┌─ SOURCE DOCUMENT

SPEECHES
U.S. Secretary of Education Margaret Spellings Addresses the UNESCO Education Leaders Forum in Paris

FOR RELEASE:
July 7, 2008
Contact: Samara Yudof or Elissa Leonard
(202) 401-1576

U.S. Secretary of Education Margaret Spellings delivered the keynote remarks at the United Nations Educational, Scientific and Cultural Organization (UNESCO) Education Leaders Forum in Paris. Following are the Secretary's remarks:

Thank you, Ralph [Young], for that kind introduction, and for your work at Microsoft to build partnerships that go well beyond technology.

To my friend Gerri Elliott and everyone else from Microsoft, thank you for making this event happen. I know this is a transitional time for you all. You're losing a great leader in Bill Gates. Microsoft's loss is education's gain. We're thrilled to have his intellect and commitment.

Director-General Matsuura, thank you for your leadership of UNESCO, which has made it one of the strongest voices for education in the world. You have done a terrific job. The United States is proud to be your partner in that effort.

Let me also say a word about our host city and country. Some people talk about "springtime in Paris." As a student of history, I prefer being here between the Fourth of July and Bastille Day!

Your nation supported our revolution, taught our founding fathers, and gave us the "gift" of liberty, and you have our everlasting thanks.

There is a paradox to education. A quality education can open up worlds of opportunity and bring people together.

└─
┌─ INFORMATION SHOWN

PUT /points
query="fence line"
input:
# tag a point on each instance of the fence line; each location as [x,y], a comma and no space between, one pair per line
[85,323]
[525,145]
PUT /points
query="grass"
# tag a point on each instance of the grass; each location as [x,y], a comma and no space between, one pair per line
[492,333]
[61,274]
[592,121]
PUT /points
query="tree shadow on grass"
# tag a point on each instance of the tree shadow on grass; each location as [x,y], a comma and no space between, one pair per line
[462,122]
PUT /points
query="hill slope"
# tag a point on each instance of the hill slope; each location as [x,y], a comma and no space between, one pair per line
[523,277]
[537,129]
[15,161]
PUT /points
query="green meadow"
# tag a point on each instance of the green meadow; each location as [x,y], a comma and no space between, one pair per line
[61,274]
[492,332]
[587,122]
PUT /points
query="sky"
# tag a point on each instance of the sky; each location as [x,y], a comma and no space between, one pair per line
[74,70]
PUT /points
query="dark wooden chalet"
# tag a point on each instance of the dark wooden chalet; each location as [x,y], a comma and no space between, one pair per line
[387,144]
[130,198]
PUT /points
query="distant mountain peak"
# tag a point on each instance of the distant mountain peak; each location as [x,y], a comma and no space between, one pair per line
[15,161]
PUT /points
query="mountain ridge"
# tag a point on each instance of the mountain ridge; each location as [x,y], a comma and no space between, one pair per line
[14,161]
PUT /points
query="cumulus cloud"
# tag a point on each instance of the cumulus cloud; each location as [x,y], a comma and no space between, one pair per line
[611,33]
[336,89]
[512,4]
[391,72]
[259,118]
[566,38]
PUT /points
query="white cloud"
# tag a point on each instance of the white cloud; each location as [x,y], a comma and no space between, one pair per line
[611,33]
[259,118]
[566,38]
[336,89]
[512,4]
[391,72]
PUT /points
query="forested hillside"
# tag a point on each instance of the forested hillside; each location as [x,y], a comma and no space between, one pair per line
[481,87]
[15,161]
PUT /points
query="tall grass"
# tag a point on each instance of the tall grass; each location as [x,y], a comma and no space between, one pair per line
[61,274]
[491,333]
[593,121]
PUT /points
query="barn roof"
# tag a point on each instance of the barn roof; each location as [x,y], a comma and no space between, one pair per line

└─

▶ TASK DIRECTIONS
Answer these questions from the UNESCO forum speech:
1. What release date is given for the speech?
2. Which leader does the speaker say Microsoft is losing?
3. Between which two days does the speaker prefer to be in Paris?

▶ EXERCISE SOLUTION
1. July 7, 2008
2. Bill Gates
3. The Fourth of July and Bastille Day